Problem statement: The data should be duplicated exactly, with every word kept as it is.

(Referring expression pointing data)
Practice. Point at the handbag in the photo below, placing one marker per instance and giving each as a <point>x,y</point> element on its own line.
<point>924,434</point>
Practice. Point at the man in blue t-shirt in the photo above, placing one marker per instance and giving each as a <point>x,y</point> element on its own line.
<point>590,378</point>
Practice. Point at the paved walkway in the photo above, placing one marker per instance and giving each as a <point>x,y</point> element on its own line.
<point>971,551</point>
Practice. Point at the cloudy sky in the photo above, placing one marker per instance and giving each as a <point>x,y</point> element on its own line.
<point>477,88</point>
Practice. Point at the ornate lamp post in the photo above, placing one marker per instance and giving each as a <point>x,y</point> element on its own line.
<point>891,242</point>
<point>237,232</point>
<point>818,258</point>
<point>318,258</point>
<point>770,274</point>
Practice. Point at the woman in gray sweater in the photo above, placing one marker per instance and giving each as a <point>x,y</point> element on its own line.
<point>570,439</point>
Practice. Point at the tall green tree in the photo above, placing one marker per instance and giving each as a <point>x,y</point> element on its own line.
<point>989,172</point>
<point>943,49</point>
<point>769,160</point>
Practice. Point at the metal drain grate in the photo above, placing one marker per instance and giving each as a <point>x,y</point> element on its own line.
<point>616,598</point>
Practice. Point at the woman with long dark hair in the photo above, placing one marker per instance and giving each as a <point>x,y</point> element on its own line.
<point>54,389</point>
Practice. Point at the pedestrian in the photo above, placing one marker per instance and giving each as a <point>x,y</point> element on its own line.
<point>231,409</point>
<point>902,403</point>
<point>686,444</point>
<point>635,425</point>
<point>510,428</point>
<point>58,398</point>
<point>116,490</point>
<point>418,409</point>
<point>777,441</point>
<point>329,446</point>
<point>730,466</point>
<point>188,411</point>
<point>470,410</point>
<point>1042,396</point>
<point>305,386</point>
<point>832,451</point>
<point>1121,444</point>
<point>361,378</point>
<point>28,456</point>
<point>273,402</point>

Result:
Practice. Point at the handbag in the photo below, placing one marker per instance and giving each as a <point>x,y</point> element on its own line.
<point>924,434</point>
Practice. Point at the man in blue t-shirt in the photo above, placing one marker per instance and giving each as a <point>x,y</point> element on its own line.
<point>590,378</point>
Practice. Point at the paved walkway in the photo above, placing one marker per instance and giving each as a <point>x,y</point> element on its own line.
<point>971,551</point>
Practice. Point at the cloudy sky in the photo above, placing one marker per instance and giving each as a <point>x,y</point> element on its own line.
<point>477,88</point>
Practice. Point at the ornate lamp post in the photo above, placing one marker per instance and giving each as a <point>x,y</point> element on its own line.
<point>891,242</point>
<point>237,232</point>
<point>818,258</point>
<point>318,258</point>
<point>770,274</point>
Practice. Point at the woman in gray sweater in the photo above, placing one marker per instance and giving each as a <point>x,y</point> element on its own line.
<point>570,439</point>
Practice. Point at the tall green tree in the photo above, placing one marker per instance and giving each as a <point>x,y</point> element on its own line.
<point>989,172</point>
<point>943,49</point>
<point>769,160</point>
Practice. Point at the metal drain grate in the photo above, placing one marker per instance and giving each as a <point>x,y</point> element on its own line.
<point>616,598</point>
Practice. Point at the woman with long dark hair in the photo above, placing one marker per instance and giving each as a <point>x,y</point> element on its own line.
<point>54,389</point>
Practice. Point at the pedestrian in the photo above, placing one marker per instance and giving each as a <point>x,y</point> element on its own line.
<point>231,409</point>
<point>902,403</point>
<point>686,444</point>
<point>635,425</point>
<point>510,428</point>
<point>58,398</point>
<point>116,490</point>
<point>418,409</point>
<point>777,441</point>
<point>329,446</point>
<point>730,466</point>
<point>188,411</point>
<point>470,410</point>
<point>1042,396</point>
<point>305,386</point>
<point>832,451</point>
<point>1121,444</point>
<point>361,378</point>
<point>28,456</point>
<point>273,402</point>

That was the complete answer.